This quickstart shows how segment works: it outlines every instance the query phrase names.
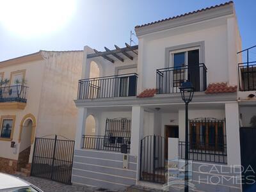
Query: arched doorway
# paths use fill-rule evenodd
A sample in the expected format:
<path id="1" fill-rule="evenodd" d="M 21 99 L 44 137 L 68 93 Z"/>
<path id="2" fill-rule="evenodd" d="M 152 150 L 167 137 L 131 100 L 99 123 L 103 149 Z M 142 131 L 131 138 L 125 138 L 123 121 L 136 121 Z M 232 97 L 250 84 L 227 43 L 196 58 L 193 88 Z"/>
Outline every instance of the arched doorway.
<path id="1" fill-rule="evenodd" d="M 92 115 L 86 118 L 84 132 L 86 135 L 95 135 L 96 122 L 94 116 Z"/>
<path id="2" fill-rule="evenodd" d="M 35 139 L 35 118 L 32 114 L 25 115 L 20 122 L 17 171 L 22 172 L 22 168 L 23 168 L 23 170 L 26 168 L 27 170 L 25 170 L 25 172 L 30 172 L 29 157 L 31 145 Z"/>

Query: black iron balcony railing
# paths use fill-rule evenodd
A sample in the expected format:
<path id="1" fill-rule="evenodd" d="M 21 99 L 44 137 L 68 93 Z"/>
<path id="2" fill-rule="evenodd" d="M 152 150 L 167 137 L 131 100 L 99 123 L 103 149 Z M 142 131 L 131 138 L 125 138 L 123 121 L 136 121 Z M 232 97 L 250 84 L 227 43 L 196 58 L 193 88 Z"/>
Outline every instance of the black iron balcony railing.
<path id="1" fill-rule="evenodd" d="M 207 68 L 204 63 L 157 69 L 156 93 L 174 93 L 186 81 L 192 83 L 195 92 L 206 90 Z"/>
<path id="2" fill-rule="evenodd" d="M 83 148 L 100 150 L 121 152 L 124 148 L 130 152 L 131 138 L 83 135 Z"/>
<path id="3" fill-rule="evenodd" d="M 77 99 L 136 96 L 136 74 L 128 74 L 79 81 Z"/>
<path id="4" fill-rule="evenodd" d="M 0 87 L 0 102 L 12 101 L 26 102 L 26 94 L 28 88 L 22 84 Z"/>

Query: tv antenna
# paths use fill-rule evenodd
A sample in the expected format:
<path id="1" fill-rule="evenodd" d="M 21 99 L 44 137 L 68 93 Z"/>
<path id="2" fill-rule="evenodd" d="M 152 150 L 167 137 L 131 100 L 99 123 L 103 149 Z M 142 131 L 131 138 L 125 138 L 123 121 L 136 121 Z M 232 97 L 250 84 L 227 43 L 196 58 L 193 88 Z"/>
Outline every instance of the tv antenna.
<path id="1" fill-rule="evenodd" d="M 132 31 L 131 30 L 131 31 L 130 31 L 130 46 L 132 45 L 132 42 L 133 42 L 135 45 L 136 44 L 136 43 L 132 40 L 132 35 L 137 37 L 136 36 L 136 35 L 132 32 Z"/>

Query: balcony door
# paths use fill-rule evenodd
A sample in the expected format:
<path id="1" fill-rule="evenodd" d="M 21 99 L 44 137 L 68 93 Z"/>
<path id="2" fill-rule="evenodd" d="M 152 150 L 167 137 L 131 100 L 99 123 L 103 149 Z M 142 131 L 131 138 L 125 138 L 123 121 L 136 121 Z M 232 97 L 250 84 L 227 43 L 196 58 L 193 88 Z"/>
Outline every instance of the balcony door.
<path id="1" fill-rule="evenodd" d="M 170 60 L 170 67 L 173 68 L 173 88 L 177 90 L 182 83 L 190 81 L 195 91 L 200 91 L 199 48 L 172 52 Z"/>

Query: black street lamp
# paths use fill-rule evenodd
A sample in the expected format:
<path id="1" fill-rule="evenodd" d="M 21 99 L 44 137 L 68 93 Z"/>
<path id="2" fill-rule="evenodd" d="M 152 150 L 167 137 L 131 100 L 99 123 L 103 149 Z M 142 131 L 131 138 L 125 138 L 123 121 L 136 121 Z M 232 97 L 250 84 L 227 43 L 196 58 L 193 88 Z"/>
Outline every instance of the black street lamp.
<path id="1" fill-rule="evenodd" d="M 186 141 L 185 141 L 185 192 L 188 192 L 188 106 L 194 95 L 194 87 L 191 82 L 184 82 L 179 88 L 181 97 L 186 105 Z"/>

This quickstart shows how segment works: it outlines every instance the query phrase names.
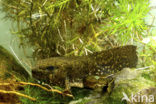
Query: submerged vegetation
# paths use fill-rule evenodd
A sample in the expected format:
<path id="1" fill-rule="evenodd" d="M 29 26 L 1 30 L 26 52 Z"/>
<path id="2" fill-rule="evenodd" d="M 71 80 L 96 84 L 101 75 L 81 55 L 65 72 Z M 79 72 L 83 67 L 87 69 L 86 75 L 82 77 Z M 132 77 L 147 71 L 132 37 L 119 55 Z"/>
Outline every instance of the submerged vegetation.
<path id="1" fill-rule="evenodd" d="M 23 49 L 33 47 L 33 58 L 36 60 L 56 56 L 85 56 L 95 51 L 127 44 L 138 47 L 138 67 L 143 67 L 142 69 L 125 69 L 122 74 L 118 73 L 127 76 L 123 77 L 124 79 L 117 76 L 113 91 L 103 94 L 100 99 L 93 97 L 98 96 L 99 92 L 72 88 L 75 100 L 79 100 L 71 104 L 87 102 L 120 104 L 122 91 L 128 96 L 131 96 L 132 92 L 144 89 L 154 88 L 152 91 L 155 91 L 156 41 L 153 38 L 154 34 L 150 33 L 151 27 L 144 21 L 150 10 L 149 0 L 1 0 L 0 2 L 1 11 L 6 14 L 4 18 L 12 20 L 15 24 L 12 28 L 13 35 L 19 37 Z M 3 50 L 0 50 L 0 57 L 1 52 Z M 16 62 L 14 58 L 10 61 Z M 9 61 L 6 62 L 12 65 Z M 18 66 L 17 63 L 13 65 Z M 53 87 L 63 90 L 60 86 Z M 37 99 L 36 102 L 32 102 L 22 97 L 20 101 L 24 104 L 69 103 L 72 100 L 35 86 L 26 86 L 21 92 Z"/>
<path id="2" fill-rule="evenodd" d="M 86 55 L 144 37 L 148 0 L 2 0 L 35 58 Z"/>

*Your task:* Locate each line above that contains the string "antenna", and copy those lines in order.

*Task response:*
Query: tv antenna
Outline every instance of the tv antenna.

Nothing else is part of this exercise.